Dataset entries
********

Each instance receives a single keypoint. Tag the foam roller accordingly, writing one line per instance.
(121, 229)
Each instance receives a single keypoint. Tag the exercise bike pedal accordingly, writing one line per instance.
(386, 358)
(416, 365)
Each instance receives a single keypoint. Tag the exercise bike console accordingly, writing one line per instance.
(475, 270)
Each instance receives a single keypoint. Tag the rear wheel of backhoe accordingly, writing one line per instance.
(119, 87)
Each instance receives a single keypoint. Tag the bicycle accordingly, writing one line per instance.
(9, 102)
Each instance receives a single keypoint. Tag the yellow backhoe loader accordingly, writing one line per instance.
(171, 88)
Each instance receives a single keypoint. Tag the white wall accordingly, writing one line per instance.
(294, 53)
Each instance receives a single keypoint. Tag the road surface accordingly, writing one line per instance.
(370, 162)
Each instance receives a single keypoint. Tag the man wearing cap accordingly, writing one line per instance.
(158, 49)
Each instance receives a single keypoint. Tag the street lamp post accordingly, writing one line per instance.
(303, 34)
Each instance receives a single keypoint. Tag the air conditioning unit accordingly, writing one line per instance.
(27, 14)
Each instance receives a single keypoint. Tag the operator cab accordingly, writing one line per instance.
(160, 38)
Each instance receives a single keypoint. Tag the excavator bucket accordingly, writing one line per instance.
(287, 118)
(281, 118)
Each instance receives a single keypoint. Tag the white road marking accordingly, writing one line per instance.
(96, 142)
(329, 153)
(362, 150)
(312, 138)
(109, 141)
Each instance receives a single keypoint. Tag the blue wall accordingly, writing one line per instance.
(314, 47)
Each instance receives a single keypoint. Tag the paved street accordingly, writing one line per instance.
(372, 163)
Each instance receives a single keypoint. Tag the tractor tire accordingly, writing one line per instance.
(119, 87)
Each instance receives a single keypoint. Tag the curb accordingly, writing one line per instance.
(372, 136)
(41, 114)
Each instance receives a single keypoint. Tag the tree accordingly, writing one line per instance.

********

## Try it
Transcribe each entry precisely, missing none.

## Task result
Each instance receives a single keypoint. Tag the foam roller accordingly, writing one line per instance.
(121, 229)
Each instance receives a single keypoint. Tag the exercise bike pedal accordingly, writing one line per instance.
(386, 358)
(416, 365)
Each instance receives a single keypoint. Tag the exercise bike console accordingly, writing one line per instance.
(475, 270)
Each instance receives a single keypoint. Tag the rear wheel of backhoe accordingly, writing one line per instance.
(119, 87)
Each instance receives a single keypoint. Tag the bicycle accordingly, writing one line per instance.
(9, 102)
Each instance receives a single keypoint. Tag the yellow backhoe loader accordingly, writing one line per instance.
(171, 88)
Each instance receives a single keypoint. Tag the white wall accordingly, writing one line per instance.
(294, 53)
Each instance receives a single keypoint. Tag the road surface accordingly, writing one line per instance.
(370, 162)
Each instance receives a single keypoint. Tag the man wearing cap accordingly, writing one line per instance.
(158, 49)
Each instance receives a single keypoint. Tag the street lamp post accordingly, writing one line per instance.
(303, 34)
Each instance receives a single keypoint. Tag the air conditioning unit accordingly, writing one line per instance.
(27, 14)
Each instance receives a single keypoint. Tag the operator cab accordingly, writing one line per instance.
(160, 38)
Each instance receives a single keypoint. Tag the excavator bucket accordingly, writing one line per instance.
(287, 118)
(281, 118)
Each instance receives a single keypoint. Tag the white road marking accordingly, writing one line per instance.
(96, 142)
(329, 153)
(362, 150)
(312, 138)
(109, 141)
Each instance receives a single keypoint. Tag the blue wall accordingly, writing one line per instance.
(314, 47)
Each instance receives a single keypoint. Tag the paved street accordingly, writing one line per instance.
(372, 163)
Each instance receives a single keypoint. Tag the tractor tire accordingly, writing one line per instance.
(119, 87)
Each instance receives a single keypoint. Tag the curb accordingly, writing one line per instance.
(372, 136)
(41, 114)
Each instance receives a single keypoint. Tag the tree accordingly, writing one line per instance.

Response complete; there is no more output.